◆ **Passage for review**
▶
The Miles M.11 Whitney Straight was a 1930s twin-seat cabin monoplane designed and produced by the British aircraft manufacturer Miles Aircraft. It was named after Whitney Straight, a Grand Prix motor racing driver, aviator and businessman. The aircraft was the first to combine a side-by-side seating arrangement with an enclosed cockpit for the general aviation sector.

The Whitney Straight was developed after F.G. Miles and Straight recognised that they had similar ambitions to develop modern aircraft suited to flying clubs and private owners alike, and thus decided to collaborate on its production. On 14 May 1936, the first prototype conducted its maiden flight at Woodley Aerodrome; quantity production commenced shortly thereafter. Whitney Straights were used in various roles within the civil market, such as air racing and aerial topdressing.

Approaches were also made by Miles to introduce the Whitney Straight into the military market. While not selected as an army cooperation aircraft for the British Army in the pre-war years, numerous civil aircraft were impressed into military service during the Second World War, the type being largely operated as a communications aircraft. While production ended in 1937, several Whitney Straights remained in an airworthy condition into the twenty first century.
◀
◆ **Exercise tasks**
A - According to the passage on the Miles M.11 Whitney Straight, on what date did the first prototype make its maiden flight?
B - From the passage on the Miles M.11 Whitney Straight, reproduce word for word the section starting at "The Whitney Straight was" and ending at "and aerial topdressing.".
C - Carry the passage on the Miles M.11 Whitney Straight further, writing on from its final sentence.
The items that come next are separate material, not part of the passage.

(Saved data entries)
▶
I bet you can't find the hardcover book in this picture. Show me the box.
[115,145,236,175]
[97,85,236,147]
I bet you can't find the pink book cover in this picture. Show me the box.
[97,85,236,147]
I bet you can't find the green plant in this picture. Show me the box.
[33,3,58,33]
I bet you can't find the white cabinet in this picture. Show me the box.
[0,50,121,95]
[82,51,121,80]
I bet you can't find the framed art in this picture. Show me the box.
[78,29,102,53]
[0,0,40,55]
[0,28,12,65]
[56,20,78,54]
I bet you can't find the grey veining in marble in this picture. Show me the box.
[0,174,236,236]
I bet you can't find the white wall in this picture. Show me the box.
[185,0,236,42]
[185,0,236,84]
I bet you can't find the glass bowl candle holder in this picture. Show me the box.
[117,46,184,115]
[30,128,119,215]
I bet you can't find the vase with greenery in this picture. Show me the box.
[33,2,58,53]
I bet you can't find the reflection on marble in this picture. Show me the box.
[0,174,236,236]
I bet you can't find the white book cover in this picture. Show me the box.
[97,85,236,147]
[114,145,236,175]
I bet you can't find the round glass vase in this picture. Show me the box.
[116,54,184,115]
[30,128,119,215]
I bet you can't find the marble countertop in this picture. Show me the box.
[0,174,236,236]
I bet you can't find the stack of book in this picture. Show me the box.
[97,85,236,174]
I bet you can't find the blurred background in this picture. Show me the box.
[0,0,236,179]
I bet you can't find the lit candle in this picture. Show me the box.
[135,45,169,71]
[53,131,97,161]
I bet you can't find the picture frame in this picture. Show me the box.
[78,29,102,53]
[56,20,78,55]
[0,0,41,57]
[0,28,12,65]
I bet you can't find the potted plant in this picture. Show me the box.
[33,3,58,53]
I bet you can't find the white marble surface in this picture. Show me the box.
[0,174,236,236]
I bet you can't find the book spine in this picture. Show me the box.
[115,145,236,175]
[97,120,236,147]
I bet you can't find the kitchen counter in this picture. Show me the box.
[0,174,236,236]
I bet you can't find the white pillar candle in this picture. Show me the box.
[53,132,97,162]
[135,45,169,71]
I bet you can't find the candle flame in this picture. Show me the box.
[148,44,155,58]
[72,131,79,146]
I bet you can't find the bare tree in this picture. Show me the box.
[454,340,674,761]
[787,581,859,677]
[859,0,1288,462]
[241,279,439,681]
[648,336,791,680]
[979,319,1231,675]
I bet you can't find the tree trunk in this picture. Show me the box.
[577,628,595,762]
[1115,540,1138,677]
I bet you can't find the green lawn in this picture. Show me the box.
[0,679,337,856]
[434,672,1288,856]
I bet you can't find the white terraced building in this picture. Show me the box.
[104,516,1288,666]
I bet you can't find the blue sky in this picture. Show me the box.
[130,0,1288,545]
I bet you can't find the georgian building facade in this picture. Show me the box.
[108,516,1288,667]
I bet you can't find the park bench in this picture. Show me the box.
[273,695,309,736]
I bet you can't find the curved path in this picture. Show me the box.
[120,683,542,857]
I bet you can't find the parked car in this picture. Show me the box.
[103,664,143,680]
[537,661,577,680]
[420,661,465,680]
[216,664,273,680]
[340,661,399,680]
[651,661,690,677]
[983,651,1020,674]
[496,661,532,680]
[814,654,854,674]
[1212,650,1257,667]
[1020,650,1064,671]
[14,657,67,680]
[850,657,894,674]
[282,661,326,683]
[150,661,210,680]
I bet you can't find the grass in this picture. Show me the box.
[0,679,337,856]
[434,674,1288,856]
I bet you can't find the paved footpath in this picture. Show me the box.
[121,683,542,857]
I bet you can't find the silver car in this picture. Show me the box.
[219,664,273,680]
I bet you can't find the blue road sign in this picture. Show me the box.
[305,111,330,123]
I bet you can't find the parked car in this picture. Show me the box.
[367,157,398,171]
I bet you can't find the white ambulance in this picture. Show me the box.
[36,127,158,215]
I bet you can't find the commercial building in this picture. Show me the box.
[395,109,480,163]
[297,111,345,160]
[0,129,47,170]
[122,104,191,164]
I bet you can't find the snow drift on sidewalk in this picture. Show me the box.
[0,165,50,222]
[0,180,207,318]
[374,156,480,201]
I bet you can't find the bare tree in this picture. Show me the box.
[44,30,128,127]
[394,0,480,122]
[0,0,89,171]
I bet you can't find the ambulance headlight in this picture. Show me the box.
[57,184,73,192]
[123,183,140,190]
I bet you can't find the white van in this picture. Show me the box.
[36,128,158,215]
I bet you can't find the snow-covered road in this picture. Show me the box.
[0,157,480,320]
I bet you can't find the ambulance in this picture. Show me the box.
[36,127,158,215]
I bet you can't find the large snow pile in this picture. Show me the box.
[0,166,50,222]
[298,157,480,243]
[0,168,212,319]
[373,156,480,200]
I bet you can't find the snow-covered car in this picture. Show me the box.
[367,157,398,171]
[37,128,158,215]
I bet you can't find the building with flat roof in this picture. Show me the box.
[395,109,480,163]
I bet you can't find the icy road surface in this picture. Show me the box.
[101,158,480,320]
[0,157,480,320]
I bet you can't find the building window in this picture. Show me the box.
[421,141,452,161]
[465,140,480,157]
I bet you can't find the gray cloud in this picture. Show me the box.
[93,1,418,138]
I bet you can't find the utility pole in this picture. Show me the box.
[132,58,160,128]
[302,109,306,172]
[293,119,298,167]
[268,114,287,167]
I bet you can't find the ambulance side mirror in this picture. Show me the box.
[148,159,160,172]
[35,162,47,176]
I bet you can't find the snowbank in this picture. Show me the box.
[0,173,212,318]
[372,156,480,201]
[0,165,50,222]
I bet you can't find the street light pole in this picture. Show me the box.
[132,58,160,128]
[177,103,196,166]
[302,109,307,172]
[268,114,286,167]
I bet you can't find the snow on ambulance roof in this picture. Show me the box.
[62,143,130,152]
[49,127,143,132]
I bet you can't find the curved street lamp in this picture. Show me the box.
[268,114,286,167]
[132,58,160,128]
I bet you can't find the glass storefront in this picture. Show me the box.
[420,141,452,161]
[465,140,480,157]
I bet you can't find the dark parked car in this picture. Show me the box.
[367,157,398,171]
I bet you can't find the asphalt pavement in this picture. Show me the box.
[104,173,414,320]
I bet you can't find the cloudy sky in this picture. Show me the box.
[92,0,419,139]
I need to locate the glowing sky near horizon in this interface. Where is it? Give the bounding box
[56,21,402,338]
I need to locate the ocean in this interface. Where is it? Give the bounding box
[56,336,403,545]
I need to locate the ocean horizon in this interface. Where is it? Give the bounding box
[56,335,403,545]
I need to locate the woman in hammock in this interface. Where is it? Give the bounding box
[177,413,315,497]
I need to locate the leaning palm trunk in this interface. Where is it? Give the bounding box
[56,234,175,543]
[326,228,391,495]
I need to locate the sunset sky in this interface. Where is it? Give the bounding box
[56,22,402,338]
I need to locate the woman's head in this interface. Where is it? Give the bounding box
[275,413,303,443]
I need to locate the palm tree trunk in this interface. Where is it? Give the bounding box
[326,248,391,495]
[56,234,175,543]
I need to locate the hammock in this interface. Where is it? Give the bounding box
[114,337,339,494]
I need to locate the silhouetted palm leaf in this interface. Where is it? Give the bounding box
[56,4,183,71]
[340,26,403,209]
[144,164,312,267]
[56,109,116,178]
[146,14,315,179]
◀
◆ **Results**
A - 14 May 1936

B -
The Whitney Straight was developed after F.G. Miles and Straight recognised that they had similar ambitions to develop modern aircraft suited to flying clubs and private owners alike, and thus decided to collaborate on its production. On 14 May 1936, the first prototype conducted its maiden flight at Woodley Aerodrome; quantity production commenced shortly thereafter. Whitney Straights were used in various roles within the civil market, such as air racing and aerial topdressing.

C -
==Development==
During late 1935, the Grand Prix motor racing driver, aviator and businessman Whitney Straight was engaged in efforts to establish numerous flying clubs to server major British towns. As a part of his efforts to popularise aviation, Straight sought a modern aeroplane that would be best suited for both club flying and use by private owners; specifically, he desired the envisioned aircraft to be considerably faster that the slow moving biplanes that traditionally dominated the market. It was also desirable for such a plane to feature a side-by-side seating arrangement in an enclosed cockpit, rather than an open cockpit that necessitated the cumbersome use of speaking tubes, in addition to more general attributes such as being reasonably easy to handle, safe to fly, and economic to both maintain and operate.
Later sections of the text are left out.